## Instructions to follow
Pull out every item below and copy each one verbatim, one per line.

>> START Material for this exercise

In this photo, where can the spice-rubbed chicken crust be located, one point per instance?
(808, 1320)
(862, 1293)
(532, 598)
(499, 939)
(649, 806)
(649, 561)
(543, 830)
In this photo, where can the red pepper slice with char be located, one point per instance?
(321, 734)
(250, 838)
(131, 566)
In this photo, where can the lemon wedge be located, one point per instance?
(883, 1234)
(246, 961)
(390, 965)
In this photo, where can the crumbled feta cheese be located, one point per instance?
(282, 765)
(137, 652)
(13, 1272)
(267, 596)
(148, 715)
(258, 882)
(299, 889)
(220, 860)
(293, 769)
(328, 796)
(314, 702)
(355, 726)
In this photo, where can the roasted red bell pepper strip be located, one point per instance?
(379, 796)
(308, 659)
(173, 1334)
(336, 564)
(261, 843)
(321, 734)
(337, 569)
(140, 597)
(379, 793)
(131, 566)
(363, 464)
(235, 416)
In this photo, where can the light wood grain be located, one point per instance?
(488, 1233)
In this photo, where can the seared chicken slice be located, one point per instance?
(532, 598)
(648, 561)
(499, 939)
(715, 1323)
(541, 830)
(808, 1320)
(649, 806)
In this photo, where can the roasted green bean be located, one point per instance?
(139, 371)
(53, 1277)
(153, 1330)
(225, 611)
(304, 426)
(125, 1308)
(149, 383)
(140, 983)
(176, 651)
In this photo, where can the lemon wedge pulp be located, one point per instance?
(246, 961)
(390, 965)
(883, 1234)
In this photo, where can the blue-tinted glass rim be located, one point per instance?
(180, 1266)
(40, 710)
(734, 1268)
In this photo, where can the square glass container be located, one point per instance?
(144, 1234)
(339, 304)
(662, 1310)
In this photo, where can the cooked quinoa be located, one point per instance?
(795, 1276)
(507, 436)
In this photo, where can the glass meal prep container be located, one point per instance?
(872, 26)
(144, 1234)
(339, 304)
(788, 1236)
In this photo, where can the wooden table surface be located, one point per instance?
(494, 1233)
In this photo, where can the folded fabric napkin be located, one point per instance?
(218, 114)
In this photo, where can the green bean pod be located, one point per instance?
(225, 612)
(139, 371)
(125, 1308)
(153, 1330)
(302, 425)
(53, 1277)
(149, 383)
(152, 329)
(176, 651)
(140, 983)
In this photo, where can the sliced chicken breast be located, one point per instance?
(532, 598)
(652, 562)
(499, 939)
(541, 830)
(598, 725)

>> END Material for this exercise

## Solution to the exercise
In this photo, where can the spice-rubbed chicken crust be located, one point per instance?
(808, 1320)
(862, 1293)
(532, 598)
(499, 939)
(649, 806)
(649, 561)
(543, 830)
In this photo, where can the red pepper slice with char be located, one point per instance?
(321, 734)
(250, 838)
(131, 566)
In this photo, where can the lemon wedge be located, one point per instance?
(883, 1234)
(246, 961)
(390, 965)
In this photo, where can the crumbled feta cheese be located, one point per instance?
(282, 765)
(137, 652)
(13, 1272)
(267, 596)
(148, 715)
(258, 882)
(299, 889)
(220, 860)
(293, 769)
(328, 796)
(314, 702)
(355, 726)
In this photo, where can the roasted red bell pepper strip be located, one point per instance?
(379, 796)
(308, 659)
(173, 1334)
(336, 564)
(261, 843)
(321, 734)
(337, 569)
(140, 597)
(379, 793)
(131, 566)
(363, 464)
(235, 416)
In this photo, where can the light wood grain be located, one point per instance?
(488, 1233)
In this photo, where can the seared chicken slice be located, one point per instance?
(532, 598)
(648, 561)
(499, 939)
(715, 1323)
(541, 830)
(808, 1320)
(649, 806)
In this photo, where can the roasted green bean be located, one point per instance?
(139, 371)
(53, 1277)
(153, 1330)
(225, 611)
(304, 426)
(125, 1308)
(149, 383)
(140, 983)
(176, 651)
In this photo, where can the lemon wedge pulp be located, one point per instance?
(246, 961)
(390, 965)
(883, 1234)
In this photo, where can the blue-tinted glass rim be located, one point per instance?
(180, 1266)
(40, 710)
(734, 1268)
In this photo, where can the square glass container be located, one point per instance?
(144, 1234)
(339, 304)
(662, 1310)
In this photo, where can the cooked quinoa be located, one point per instance?
(795, 1276)
(507, 436)
In this photo, where can the glass meal prep container be located, one point per instance?
(872, 26)
(144, 1234)
(339, 304)
(788, 1236)
In this photo, where can the wooden table surface be located, one point per instance?
(494, 1233)
In this photo, where can the folded fabric napkin be located, one point per instance?
(218, 114)
In this photo, where can the green bean pod be located, one point per instance?
(225, 612)
(139, 371)
(125, 1308)
(153, 1330)
(302, 425)
(53, 1277)
(149, 383)
(152, 329)
(176, 651)
(140, 983)
In this photo, where can the sliced chicken breast be located, one point per instance?
(532, 598)
(652, 562)
(499, 939)
(541, 830)
(598, 725)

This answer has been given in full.